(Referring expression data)

--- START ---

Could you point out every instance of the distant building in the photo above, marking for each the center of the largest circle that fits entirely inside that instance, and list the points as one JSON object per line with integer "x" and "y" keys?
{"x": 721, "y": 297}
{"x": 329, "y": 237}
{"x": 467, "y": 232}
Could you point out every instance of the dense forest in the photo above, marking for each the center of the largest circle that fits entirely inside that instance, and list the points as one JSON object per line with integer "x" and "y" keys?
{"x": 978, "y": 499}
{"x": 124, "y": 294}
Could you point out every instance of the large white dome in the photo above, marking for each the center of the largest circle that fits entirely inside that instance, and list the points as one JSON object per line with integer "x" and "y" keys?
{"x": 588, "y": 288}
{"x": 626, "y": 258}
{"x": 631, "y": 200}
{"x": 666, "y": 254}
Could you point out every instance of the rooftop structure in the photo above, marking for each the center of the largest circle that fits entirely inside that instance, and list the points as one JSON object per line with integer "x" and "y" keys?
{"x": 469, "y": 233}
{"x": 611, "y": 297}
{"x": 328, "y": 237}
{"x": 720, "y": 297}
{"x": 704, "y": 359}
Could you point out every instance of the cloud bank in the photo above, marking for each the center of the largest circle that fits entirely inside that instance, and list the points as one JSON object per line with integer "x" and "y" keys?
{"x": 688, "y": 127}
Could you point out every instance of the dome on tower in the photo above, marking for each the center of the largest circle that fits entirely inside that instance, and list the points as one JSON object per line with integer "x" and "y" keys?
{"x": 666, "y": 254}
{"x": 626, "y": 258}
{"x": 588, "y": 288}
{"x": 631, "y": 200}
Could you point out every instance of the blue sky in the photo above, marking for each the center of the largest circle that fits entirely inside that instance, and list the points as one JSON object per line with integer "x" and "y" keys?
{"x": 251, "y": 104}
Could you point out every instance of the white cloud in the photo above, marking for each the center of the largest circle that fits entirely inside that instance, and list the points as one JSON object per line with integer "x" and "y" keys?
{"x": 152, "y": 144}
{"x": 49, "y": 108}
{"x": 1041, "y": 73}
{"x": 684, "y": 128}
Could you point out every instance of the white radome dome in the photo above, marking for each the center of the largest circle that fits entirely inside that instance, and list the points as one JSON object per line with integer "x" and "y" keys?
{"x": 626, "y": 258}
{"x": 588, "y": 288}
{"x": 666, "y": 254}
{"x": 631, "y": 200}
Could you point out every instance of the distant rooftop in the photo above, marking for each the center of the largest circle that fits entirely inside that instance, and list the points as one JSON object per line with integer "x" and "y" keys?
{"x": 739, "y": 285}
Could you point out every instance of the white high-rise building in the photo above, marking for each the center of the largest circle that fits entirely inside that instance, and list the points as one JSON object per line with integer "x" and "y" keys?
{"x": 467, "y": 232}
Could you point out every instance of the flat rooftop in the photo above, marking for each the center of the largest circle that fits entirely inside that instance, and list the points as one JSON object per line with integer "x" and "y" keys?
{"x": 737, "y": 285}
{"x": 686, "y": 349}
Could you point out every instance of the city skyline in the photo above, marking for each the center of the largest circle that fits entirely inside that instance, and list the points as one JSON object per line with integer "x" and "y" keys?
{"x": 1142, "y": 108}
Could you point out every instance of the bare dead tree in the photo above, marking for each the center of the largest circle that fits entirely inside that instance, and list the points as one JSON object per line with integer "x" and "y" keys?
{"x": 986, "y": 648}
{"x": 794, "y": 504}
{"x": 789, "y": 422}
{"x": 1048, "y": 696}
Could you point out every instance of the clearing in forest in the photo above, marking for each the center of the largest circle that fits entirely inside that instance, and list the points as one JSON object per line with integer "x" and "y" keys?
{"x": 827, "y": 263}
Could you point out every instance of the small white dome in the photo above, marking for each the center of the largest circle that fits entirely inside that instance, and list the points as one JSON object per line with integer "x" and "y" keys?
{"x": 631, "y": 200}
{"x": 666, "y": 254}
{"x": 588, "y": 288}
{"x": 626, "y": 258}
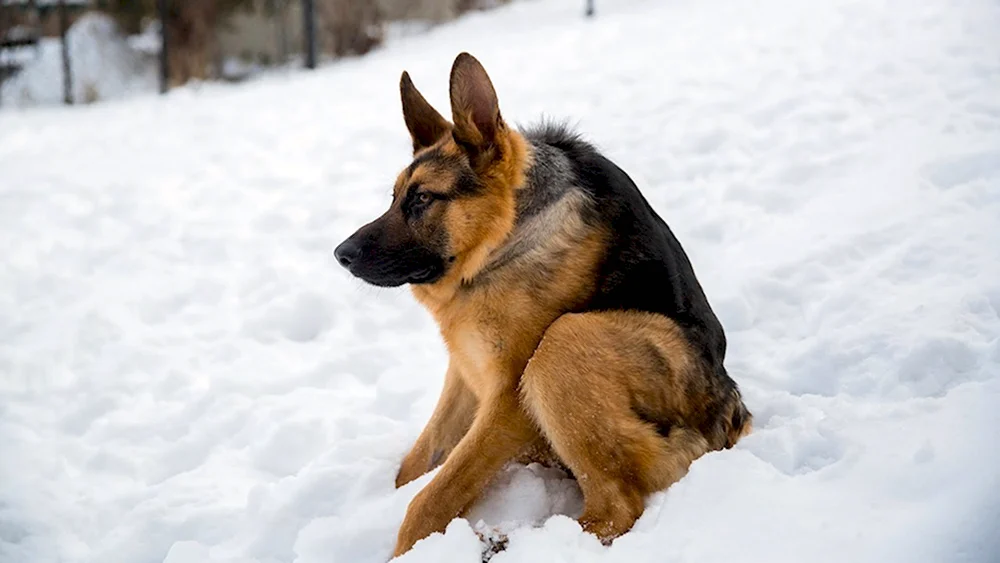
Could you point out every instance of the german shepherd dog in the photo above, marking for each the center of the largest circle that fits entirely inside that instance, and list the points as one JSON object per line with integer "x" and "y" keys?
{"x": 575, "y": 326}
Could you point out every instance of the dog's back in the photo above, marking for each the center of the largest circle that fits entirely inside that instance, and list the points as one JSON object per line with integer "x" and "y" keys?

--- END ---

_Your objective_
Every line of the data above should be quoted exactly. Omit the pictures.

_Written reply_
Could you point out every instance of the distant building in the photo above, marking for each the center of the largest circle that fits entirely inside that instance, and list the points as one JSON object per line with integer "x" and "y" keys?
{"x": 721, "y": 297}
{"x": 329, "y": 237}
{"x": 467, "y": 232}
Could you point out every instance of the dense forest in the photo above, marking for each the center of the largest circle that fits entirely inside that instance, and list the points as one JSON object per line with integer "x" and "y" keys?
{"x": 978, "y": 499}
{"x": 124, "y": 294}
Could you point out every instance of the large white dome in the photo above, marking for each the center of the largest circle that fits entirely inside that instance, and list the points as one JSON object per line with integer "x" and "y" keys?
{"x": 588, "y": 288}
{"x": 626, "y": 258}
{"x": 631, "y": 200}
{"x": 666, "y": 254}
Could you point out every instance of the rooftop structure in the photo above, marking for each the center of the largest circle that fits entirely inside that instance, and list the points as one JSON object per line with integer "x" and "y" keys?
{"x": 469, "y": 233}
{"x": 611, "y": 297}
{"x": 328, "y": 237}
{"x": 720, "y": 297}
{"x": 704, "y": 359}
Could you point out every instance of the cloud bank in the photo above, marking for each the center of the largest circle that fits entirely inside that instance, and list the points as one JSON object per line with integer "x" and "y" keys?
{"x": 688, "y": 127}
Could you point out every instance of the dome on tower in the photo above, marking for each the center of the largest circle that fits entirely inside that instance, and list the points as one JSON object per line with integer "x" and "y" keys?
{"x": 666, "y": 254}
{"x": 626, "y": 258}
{"x": 588, "y": 288}
{"x": 631, "y": 200}
Could you point out every instance of the blue sky in the photo above, marking for each the center of the largest circle that fits entirely inside that instance, and list the points as one JSON object per line with integer "x" and "y" keys?
{"x": 251, "y": 104}
Could you point out every instance of the white cloud in the photo above, marking for each the center of the largest circle that fits entirely inside that instance, and list the points as one JSON object per line with integer "x" and "y" keys?
{"x": 152, "y": 144}
{"x": 49, "y": 108}
{"x": 1041, "y": 73}
{"x": 684, "y": 128}
Could you point out every instance of the white radome dome in the photo above, marking for each the center of the largest circle that fits entirely inside that instance, and list the points as one JSON object per line with integer "x" and "y" keys?
{"x": 626, "y": 258}
{"x": 588, "y": 288}
{"x": 666, "y": 254}
{"x": 631, "y": 200}
Could you point out every instance of the distant rooftop in the photo above, marking for each the center of the largest circle that fits entirely inside that instance, and list the points as one JSON object per line with integer "x" and "y" keys?
{"x": 739, "y": 285}
Could you point out every instance of the white high-rise building in the photo above, marking for each the center of the largest circle that fits entirely inside that instance, and list the points as one JSON object per line with integer "x" and "y" keys?
{"x": 467, "y": 232}
Could you point out every instance of the flat rooftop in the photo above, marking for each the center of the largest circle that fits entirely inside that instance, and list the points as one JSON object per line with integer "x" and "y" keys?
{"x": 737, "y": 285}
{"x": 686, "y": 349}
Could you point out every instance of the city skyline in the photo above, marking for each the center of the largest circle that fits entirely inside that instance, and list the points as one JSON object per line with integer "x" and "y" keys?
{"x": 1142, "y": 108}
Could you point out every instance of the bare dead tree in the photo above, marking for each the center of the largest circle that fits entirely inside that instance, and list the points as one JSON object per line with integer "x" and "y" keys?
{"x": 986, "y": 648}
{"x": 794, "y": 504}
{"x": 789, "y": 422}
{"x": 1048, "y": 696}
Could you point out every instance of the clearing in forest in the photo above, marking for each the center of the largest circle that fits entirely inside that instance, and list the points as one JSON object per line with integer "x" and "y" keys?
{"x": 827, "y": 263}
Could you point out every instance of the small white dome in the photo above, marking for each the center of the largest circle that fits entirely inside that instance, and list the points as one JSON object per line with integer "x" and "y" keys?
{"x": 631, "y": 200}
{"x": 666, "y": 254}
{"x": 588, "y": 288}
{"x": 626, "y": 258}
Could you point out every instance of the german shepherd dog in the photo above, marking for each the center of the largest circle that fits entirely inside that instance, and list the points as one JSON object per line with integer "x" and "y" keys?
{"x": 575, "y": 326}
Could you point out every instance of the dog's back in the photo above, marking for each the center of the largest circle that fits entirely inside that instance, and list the points as one JSON object per line with integer "x" and "y" keys?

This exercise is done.